Stated task: Reproduce the records below, substituting "find" for every occurrence of "locate" and keeping everything else unchanged.
—————
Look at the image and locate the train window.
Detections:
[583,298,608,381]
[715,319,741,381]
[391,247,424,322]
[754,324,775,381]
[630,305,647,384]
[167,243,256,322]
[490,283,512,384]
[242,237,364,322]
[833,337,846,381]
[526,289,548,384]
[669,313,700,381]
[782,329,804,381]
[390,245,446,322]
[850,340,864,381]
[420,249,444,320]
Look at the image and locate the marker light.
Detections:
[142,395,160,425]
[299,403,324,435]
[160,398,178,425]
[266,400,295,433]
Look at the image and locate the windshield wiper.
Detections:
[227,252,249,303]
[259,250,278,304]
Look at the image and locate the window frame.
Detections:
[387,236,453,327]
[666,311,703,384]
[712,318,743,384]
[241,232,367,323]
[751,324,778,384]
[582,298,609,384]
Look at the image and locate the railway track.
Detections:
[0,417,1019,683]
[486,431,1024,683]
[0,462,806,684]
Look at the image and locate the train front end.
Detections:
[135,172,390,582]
—————
Completed task:
Look at the image and find the train window.
Detections:
[583,298,608,381]
[715,319,741,381]
[391,247,424,322]
[754,324,775,381]
[630,305,647,384]
[167,243,256,322]
[490,283,512,384]
[242,237,364,322]
[833,337,846,381]
[526,289,548,384]
[669,313,700,381]
[782,329,804,381]
[390,245,446,322]
[850,340,864,381]
[420,249,444,320]
Look at the image and find the marker light.
Detections:
[142,395,160,425]
[299,403,324,435]
[160,398,178,425]
[266,400,295,433]
Look at the image and find the windshield wiper.
Detections:
[227,252,249,303]
[259,250,278,304]
Look at the image and find the window frame.
Detections:
[387,236,453,327]
[666,311,703,384]
[712,318,743,384]
[241,232,367,323]
[751,324,778,384]
[582,298,609,384]
Look at the image and find the railway track.
Detections:
[0,417,1019,683]
[486,431,1024,683]
[0,462,806,684]
Look at the image and find the train front end.
Detections:
[135,172,390,582]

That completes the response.